## Selected text
Start of Block
Michigan bishop calls for ‘courage and compassion’ to end gun violence

By ENS Staff
Posted Feb 13, 2024

Michigan Bishop Bonnie Perry calls for action to end gun violence in a Feb. 13, 2024 video statement, the same day three new gun safety laws took effect in the state and one year after a mass shooting killed three students and injured five others at Michigan State University in East Lansing. Photo: Screenshot

[Episcopal News Service] One year after a gunman shot and killed three students and injured five others on Feb. 13 at Michigan State University in East Lansing, three new gun safety laws take effect in the state.

“I am so, so sorry that all of the students at Michigan State University and students elsewhere live with this fear and experienced that trauma,” Michigan Bishop Bonnie Perry said in a video statement. “I offer my prayers and invite you to join with me in offering prayers to our God that we may have the courage and the compassion to use the gifts God has given us to make differences — to change our world.”

One of the new laws includes requiring universal background checks for gun purchases. The same law also requires that guns be locked in storage. Michigan also established a red flag law — also known as an extreme risk law or temporary transfer law — which gives law enforcement agencies the authority to temporarily remove firearms from individuals who “could be dangerous.” Currently, 21 states have implemented some sort of red flag law.

“I ask you to link your prayers with tangible actions, using the gifts God has given us to make changes in our country so that these senseless tragedies may end,” the bishop said in the video statement.

Perry — a member of Bishops United Against Gun Violence, a network of more than 100 Episcopal bishops working to curtail gun violence — was instrumental in helping to launch End Gun Violence Michigan, a grassroots group credited with helping the gun safety laws pass. The group is credited with helping two of the anti-gun violence legislation packages pass in Michigan.

One year after a mass shooting killed three students and injured five others at Michigan State University on Feb. 13, 2023, “The Rock,” a boulder on Michigan State’s campus that serves as a community landmark, is painted with a tribute to the deceased: Arielle Anderson, Brian Fraser and Alexandria Verner. Photo: Michigan State University/Facebook

Gov. Gretchen Whitmer signed the gun safety measures into law in response to two mass shootings that have occurred in schools since she became governor in 2019, the one at Michigan State and another in 2021 at Oxford High School in Oxford Township, north of Detroit.
End of Block
## Tasks to perform
- a) Reproduce a passage from the article on Michigan's gun safety laws. Begin at the words "Gov. Gretchen Whitmer" and stop after "north of Detroit.".
- b) According to the article on Michigan's gun safety laws, why did Gov. Gretchen Whitmer sign the gun safety measures into law? Answer in one to three sentences.

## Given information
Start of Block
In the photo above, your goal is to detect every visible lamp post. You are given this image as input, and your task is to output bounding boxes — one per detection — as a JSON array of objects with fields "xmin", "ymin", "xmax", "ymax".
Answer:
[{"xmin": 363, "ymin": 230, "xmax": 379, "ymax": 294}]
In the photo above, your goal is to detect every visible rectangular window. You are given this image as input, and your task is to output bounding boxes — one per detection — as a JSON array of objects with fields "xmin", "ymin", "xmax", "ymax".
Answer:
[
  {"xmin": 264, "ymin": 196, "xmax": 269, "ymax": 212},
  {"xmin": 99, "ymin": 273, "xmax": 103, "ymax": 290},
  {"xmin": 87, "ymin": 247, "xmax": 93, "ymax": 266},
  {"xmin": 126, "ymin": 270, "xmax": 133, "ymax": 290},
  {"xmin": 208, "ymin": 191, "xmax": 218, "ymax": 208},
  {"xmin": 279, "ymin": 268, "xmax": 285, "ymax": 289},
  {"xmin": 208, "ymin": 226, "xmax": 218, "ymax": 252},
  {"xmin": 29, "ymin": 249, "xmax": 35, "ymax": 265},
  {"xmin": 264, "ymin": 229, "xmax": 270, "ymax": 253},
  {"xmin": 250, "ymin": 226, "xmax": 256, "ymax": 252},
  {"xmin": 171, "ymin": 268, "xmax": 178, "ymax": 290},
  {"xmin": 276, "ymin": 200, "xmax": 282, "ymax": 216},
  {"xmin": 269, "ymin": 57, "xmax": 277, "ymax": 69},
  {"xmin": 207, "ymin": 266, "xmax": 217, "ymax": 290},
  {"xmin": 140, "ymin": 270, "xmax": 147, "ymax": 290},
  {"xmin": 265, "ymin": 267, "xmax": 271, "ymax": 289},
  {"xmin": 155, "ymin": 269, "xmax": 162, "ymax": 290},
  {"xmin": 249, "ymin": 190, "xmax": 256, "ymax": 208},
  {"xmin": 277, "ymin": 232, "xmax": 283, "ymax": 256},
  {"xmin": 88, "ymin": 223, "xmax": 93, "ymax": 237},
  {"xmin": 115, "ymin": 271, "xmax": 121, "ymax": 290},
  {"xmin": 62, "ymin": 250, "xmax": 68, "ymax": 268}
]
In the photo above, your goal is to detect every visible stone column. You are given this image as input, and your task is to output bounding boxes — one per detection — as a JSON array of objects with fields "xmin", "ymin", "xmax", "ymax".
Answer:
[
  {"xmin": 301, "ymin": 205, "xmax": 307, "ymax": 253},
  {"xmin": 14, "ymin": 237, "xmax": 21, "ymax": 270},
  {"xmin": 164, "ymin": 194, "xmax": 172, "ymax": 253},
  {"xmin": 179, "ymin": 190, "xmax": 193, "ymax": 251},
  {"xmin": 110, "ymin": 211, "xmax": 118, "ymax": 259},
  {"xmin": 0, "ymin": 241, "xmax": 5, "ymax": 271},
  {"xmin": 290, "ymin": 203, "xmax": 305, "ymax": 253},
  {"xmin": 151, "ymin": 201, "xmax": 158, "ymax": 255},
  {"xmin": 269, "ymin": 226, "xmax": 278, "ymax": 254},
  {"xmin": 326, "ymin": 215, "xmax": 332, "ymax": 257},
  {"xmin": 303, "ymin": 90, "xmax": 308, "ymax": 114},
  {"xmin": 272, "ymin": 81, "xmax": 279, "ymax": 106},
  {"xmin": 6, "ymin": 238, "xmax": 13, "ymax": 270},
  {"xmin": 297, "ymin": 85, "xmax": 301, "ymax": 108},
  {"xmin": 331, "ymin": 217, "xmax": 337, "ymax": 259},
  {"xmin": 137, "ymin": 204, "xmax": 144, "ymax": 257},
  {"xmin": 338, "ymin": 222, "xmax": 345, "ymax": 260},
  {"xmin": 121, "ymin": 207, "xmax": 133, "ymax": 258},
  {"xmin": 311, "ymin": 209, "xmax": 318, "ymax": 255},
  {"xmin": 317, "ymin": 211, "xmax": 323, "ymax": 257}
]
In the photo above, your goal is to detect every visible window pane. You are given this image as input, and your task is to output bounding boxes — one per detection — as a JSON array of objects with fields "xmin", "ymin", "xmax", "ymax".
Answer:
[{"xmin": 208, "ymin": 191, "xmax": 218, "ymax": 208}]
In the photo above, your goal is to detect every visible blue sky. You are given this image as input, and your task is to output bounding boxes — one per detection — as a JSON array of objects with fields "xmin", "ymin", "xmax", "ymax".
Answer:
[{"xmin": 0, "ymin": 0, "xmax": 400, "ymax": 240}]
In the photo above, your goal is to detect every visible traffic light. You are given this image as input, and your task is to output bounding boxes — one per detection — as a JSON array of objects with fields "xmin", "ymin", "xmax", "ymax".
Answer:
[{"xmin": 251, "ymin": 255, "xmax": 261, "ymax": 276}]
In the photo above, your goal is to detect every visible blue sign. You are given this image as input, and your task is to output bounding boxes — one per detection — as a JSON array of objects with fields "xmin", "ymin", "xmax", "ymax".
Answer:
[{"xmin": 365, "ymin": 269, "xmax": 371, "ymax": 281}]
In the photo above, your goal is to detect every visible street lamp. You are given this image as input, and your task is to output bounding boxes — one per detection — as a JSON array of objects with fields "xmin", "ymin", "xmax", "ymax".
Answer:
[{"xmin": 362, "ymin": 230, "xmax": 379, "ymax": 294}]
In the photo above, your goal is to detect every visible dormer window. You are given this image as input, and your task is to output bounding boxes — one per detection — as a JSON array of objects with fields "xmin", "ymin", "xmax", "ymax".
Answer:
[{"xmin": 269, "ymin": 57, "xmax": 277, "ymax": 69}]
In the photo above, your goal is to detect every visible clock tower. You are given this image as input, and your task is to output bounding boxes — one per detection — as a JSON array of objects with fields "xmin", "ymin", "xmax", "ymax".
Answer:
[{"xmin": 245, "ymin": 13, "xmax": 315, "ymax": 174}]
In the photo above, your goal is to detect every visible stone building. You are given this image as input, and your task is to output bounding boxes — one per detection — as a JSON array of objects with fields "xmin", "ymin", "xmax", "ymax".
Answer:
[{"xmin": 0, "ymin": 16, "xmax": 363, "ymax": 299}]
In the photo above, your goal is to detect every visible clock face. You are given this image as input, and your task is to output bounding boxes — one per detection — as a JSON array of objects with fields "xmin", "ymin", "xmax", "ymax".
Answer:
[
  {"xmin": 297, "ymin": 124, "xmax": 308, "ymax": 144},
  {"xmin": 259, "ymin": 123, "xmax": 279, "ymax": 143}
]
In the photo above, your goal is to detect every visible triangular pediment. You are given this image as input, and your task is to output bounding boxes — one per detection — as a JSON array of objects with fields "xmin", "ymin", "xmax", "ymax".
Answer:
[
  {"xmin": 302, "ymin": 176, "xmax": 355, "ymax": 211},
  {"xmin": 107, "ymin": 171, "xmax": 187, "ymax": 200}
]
End of Block
## Expected results
- a)
Gov. Gretchen Whitmer signed the gun safety measures into law in response to two mass shootings that have occurred in schools since she became governor in 2019, the one at Michigan State and another in 2021 at Oxford High School in Oxford Township, north of Detroit.

- b) She signed them in response to two mass shootings at schools since she became governor in 2019. One was the shooting at Michigan State University. The other was a 2021 shooting at Oxford High School in Oxford Township, north of Detroit.